┏━━

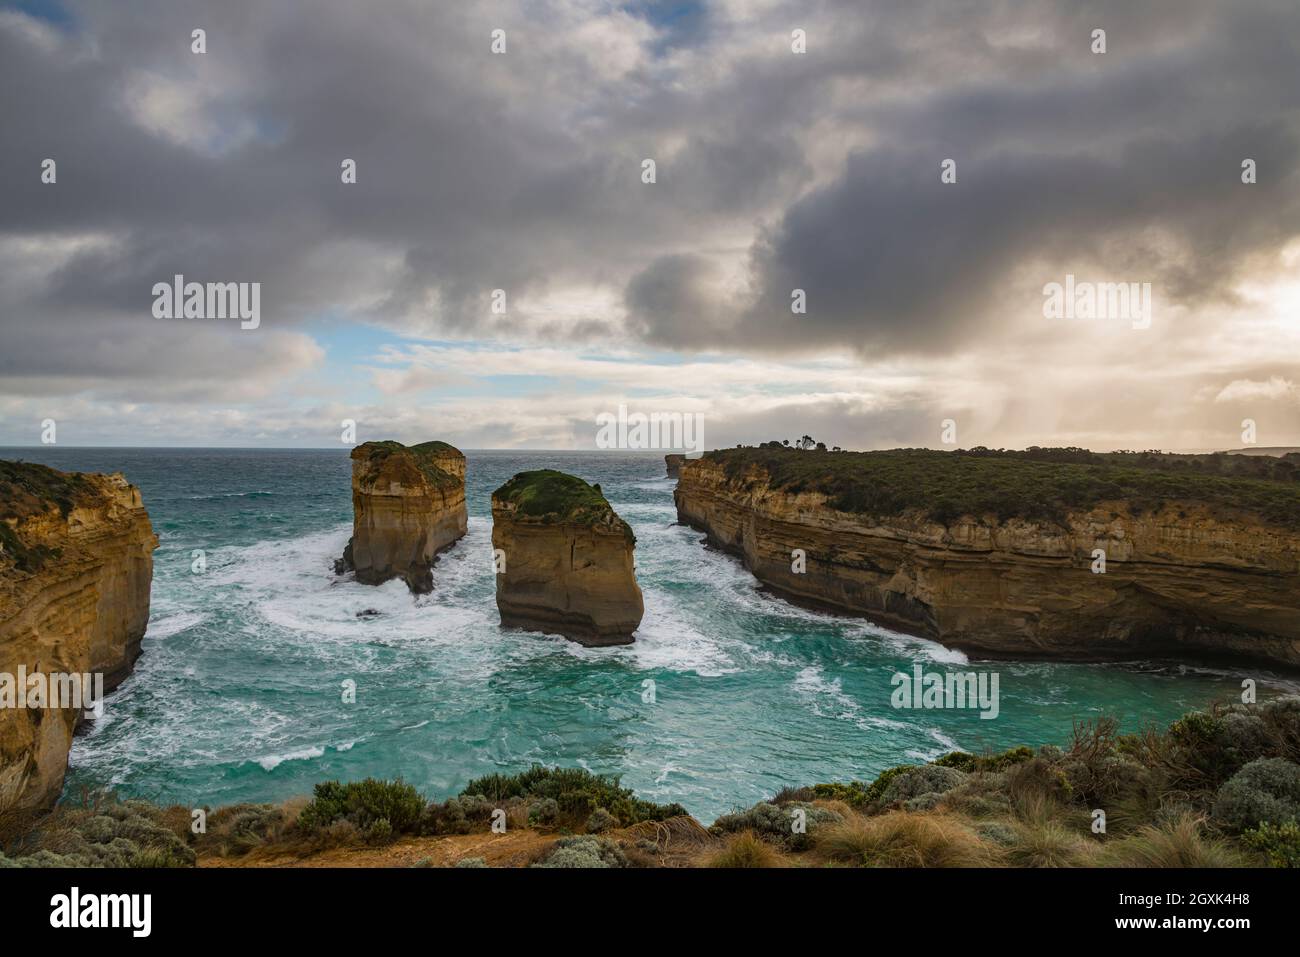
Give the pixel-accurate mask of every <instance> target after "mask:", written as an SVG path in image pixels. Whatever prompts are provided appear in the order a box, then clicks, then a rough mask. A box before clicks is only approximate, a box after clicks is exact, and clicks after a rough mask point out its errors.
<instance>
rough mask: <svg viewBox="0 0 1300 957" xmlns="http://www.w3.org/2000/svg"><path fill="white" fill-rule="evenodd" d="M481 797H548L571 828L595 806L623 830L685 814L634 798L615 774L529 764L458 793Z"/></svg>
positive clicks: (529, 799) (487, 776)
mask: <svg viewBox="0 0 1300 957" xmlns="http://www.w3.org/2000/svg"><path fill="white" fill-rule="evenodd" d="M460 794H461V797H464V796H467V794H481V796H482V797H485V798H489V800H493V801H504V800H507V798H511V797H523V798H529V800H530V802H532V798H547V797H549V798H552V800H554V801H555V804H556V807H558V813H559V817H562V818H565V819H568V820H569V823H572V824H573V826H575V827H578V826H581V824H582V823H584V822H585V820H586V819H588V818H589V817H590V815H591V813H593V811H594V810H595V809H597V807H603V809H604V810H607V811H608V813H610V814H612V815H614V817H616V818H617V819H619V820H620V822H621V823H623V826H624V827H628V826H630V824H638V823H641V822H642V820H663V819H666V818H675V817H677V815H681V814H686V809H685V807H682V806H681V805H680V804H668V805H662V804H654V802H653V801H645V800H642V798H640V797H637V796H636V794H634V793H632V791H630V789H629V788H624V787H621V785H620V784H619V778H617V776H616V775H597V774H591V772H590V771H586V770H582V768H578V767H542V766H541V765H533V767H530V768H529V770H526V771H524V772H521V774H516V775H502V774H491V775H487V776H485V778H477V779H474V780H472V781H469V784H467V785H465V788H464V789H463V791H461V792H460Z"/></svg>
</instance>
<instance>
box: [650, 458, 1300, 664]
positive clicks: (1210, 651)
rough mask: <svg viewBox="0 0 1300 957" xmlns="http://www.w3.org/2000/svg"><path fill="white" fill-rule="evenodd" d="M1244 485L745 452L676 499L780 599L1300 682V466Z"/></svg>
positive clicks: (686, 472)
mask: <svg viewBox="0 0 1300 957" xmlns="http://www.w3.org/2000/svg"><path fill="white" fill-rule="evenodd" d="M1056 452H1060V454H1061V455H1062V456H1063V459H1065V460H1061V462H1054V460H1050V458H1052V454H1056ZM1017 455H1021V456H1023V458H1017ZM1036 456H1037V458H1036ZM1070 456H1074V458H1076V459H1079V463H1074V462H1070V460H1069V459H1070ZM1234 458H1239V456H1225V459H1234ZM1195 459H1200V460H1199V462H1197V460H1195ZM1247 464H1249V463H1247ZM1294 465H1297V467H1300V456H1297V460H1296V462H1295V463H1294ZM1242 468H1244V467H1243V465H1242V464H1240V463H1234V462H1227V460H1216V459H1213V458H1212V456H1171V455H1158V454H1154V455H1152V454H1138V452H1127V454H1121V452H1117V454H1109V455H1097V454H1093V452H1088V451H1087V450H1030V451H1028V452H1023V454H1014V452H1001V451H991V450H971V451H970V452H940V451H927V450H894V451H888V452H815V451H802V450H800V451H796V450H789V449H785V450H776V449H770V447H761V449H728V450H723V451H715V452H708V454H707V455H705V458H702V459H698V460H692V462H688V463H686V464H685V465H684V467H682V469H681V477H680V479H679V482H677V489H676V493H675V499H676V505H677V516H679V520H680V521H681V523H682V524H689V525H693V527H695V528H698V529H701V531H703V532H705V533H706V534H707V540H708V541H710V542H711V544H714V545H715V546H718V547H722V549H725V550H728V551H732V553H735V554H736V555H738V557H740V558H741V559H742V560H744V563H745V564H746V567H749V570H750V571H751V572H753V573H754V575H755V576H757V577H758V579H759V580H761V581H763V583H766V584H767V585H770V586H771V588H774V589H775V590H777V592H781V593H784V594H787V596H788V597H792V598H796V599H803V601H806V602H811V603H815V605H820V606H826V607H831V609H835V610H839V611H845V612H850V614H858V615H863V616H866V618H868V619H874V620H876V622H879V623H881V624H885V625H888V627H893V628H897V629H900V631H905V632H910V633H914V635H920V636H924V637H928V638H932V640H935V641H939V642H941V644H944V645H948V646H950V648H956V649H961V650H965V651H969V653H974V654H978V655H983V657H991V658H1040V659H1047V658H1069V659H1083V661H1110V659H1134V658H1148V657H1161V658H1170V657H1171V658H1180V659H1201V661H1257V662H1269V663H1275V664H1283V666H1288V667H1300V481H1296V479H1295V476H1297V475H1300V468H1291V469H1288V468H1287V463H1281V464H1278V465H1275V467H1273V465H1270V468H1273V471H1271V472H1269V476H1270V480H1268V481H1265V480H1261V479H1256V477H1244V479H1243V477H1236V476H1235V473H1234V472H1235V471H1239V469H1242ZM1216 469H1218V472H1219V473H1218V475H1210V473H1208V472H1213V471H1216ZM1203 472H1204V473H1203ZM1102 562H1104V564H1102Z"/></svg>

┗━━

The problem: Go through the entries above and copy each line holding the string "instance".

Result of this task:
Give the pixel-accurate mask of every <instance> target after "mask:", written as an SVG path in image pixels. Whatever prompts are provided appear in the order a box, then clicks, then a rough mask. A box before clicks is only approximate, a box after clicks is exact, and clicks after a rough mask point out its errors.
<instance>
</instance>
<instance>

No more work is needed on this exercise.